◆ SELECTED EXCERPT
The Reverend Gradye Parsons, Stated Clerk of the General Assembly, has issued the following statement in light of the national attention on health care reform:
The current public debate about health care has led several people to ask what the Presbyterian Church (U.S.A.) has said about this issue.
The 218th General Assembly (2008) directed the Stated Clerk to send a resolution to appropriate committee chairs in the United States Congress:
Jesus Christ, who has reconciled us to God, healed all kinds of sickness (Mt. 4:23, par) as a sign of God’s rule. Isaiah speaks God’s word to say “No more shall there be… an infant that lives but a few days, or an old person who does not live out a lifetime” (Isa. 65:20a). We, as Reformed Christians, bear witness to Jesus Christ in word, but also in deed. As followers of our Great Physician Jesus, we have a moral imperative to work to assure that everyone has full access to health care.
Our nation is in a crisis in health care, which presents an unprecedented opportunity for our nation to provide health care affordable for all. In this country there is a baby born every fifty-one seconds to a family with no health insurance. In this, the wealthiest nation in the world, our infant mortality rate is second highest in the industrialized world. Forty-seven million Americans are uninsured (50 percent employed; 25 percent children; 20 percent out of labor force as students, disabled, et al.; 5 percent unemployed). The U.S. spends nearly twice as much per capita than any other country on health care, but we rank poorly in the thirty-seven categories of health status measured by the World Health Organization. The rise in childhood obesity, asthma, diabetes, and other chronic diseases indicates that the overall health status of people of this country is declining.
We are warned by the prophets not to heal the wounds of God’s people lightly; yet in 2006 the aggregate profits of the health insurance companies in the United States were $68 billion. During that same year more than 15,000 families were forced into bankruptcy because of medical expenses. Our business employers operate at a competitive disadvantage internationally because health care costs are assumed by the governments of other industrialized nations. The General Assemblies of the PC(USA) and its predecessors since 1971 have called for reform of health delivery systems in the United States to make them accessible to the entire population. Our federal government already operates efficiently and with low overhead the health delivery programs of Medicare and Medicaid; and yet at the same time insurance companies spend nearly one-third of every premium dollar on marketing and other administrative costs and in fact, several such companies spend less than 60 percent of premium dollars they receive on health care services.

◆ GIVEN DATA
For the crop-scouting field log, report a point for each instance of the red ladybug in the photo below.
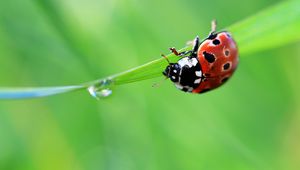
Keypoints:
(207, 66)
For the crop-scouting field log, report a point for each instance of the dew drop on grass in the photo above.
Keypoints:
(100, 89)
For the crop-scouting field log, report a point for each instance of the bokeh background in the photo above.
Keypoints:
(250, 123)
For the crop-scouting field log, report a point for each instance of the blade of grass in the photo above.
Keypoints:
(271, 28)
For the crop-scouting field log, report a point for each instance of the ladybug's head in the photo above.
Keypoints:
(172, 71)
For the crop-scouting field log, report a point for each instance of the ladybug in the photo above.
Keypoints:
(207, 66)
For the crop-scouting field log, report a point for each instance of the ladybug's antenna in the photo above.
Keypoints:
(213, 26)
(166, 58)
(160, 82)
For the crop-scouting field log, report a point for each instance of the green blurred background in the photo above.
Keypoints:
(250, 123)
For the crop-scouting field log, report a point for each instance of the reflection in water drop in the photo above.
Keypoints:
(100, 89)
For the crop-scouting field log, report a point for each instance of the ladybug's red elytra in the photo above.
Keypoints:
(207, 66)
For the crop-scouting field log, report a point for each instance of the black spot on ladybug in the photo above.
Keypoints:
(184, 89)
(206, 75)
(226, 66)
(226, 52)
(212, 36)
(216, 42)
(228, 35)
(209, 57)
(224, 79)
(205, 90)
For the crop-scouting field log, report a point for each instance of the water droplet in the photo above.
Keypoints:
(101, 89)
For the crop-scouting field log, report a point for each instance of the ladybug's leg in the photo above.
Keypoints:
(166, 58)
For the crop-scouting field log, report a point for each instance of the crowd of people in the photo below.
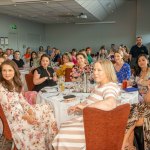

◆ TASK DIRECTIONS
Write out everything in the health care statement from "The Reverend Gradye" down to "about this issue.", word for word.

◆ OUTPUT OF THE EXERCISE
The Reverend Gradye Parsons, Stated Clerk of the General Assembly, has issued the following statement in light of the national attention on health care reform:
The current public debate about health care has led several people to ask what the Presbyterian Church (U.S.A.) has said about this issue.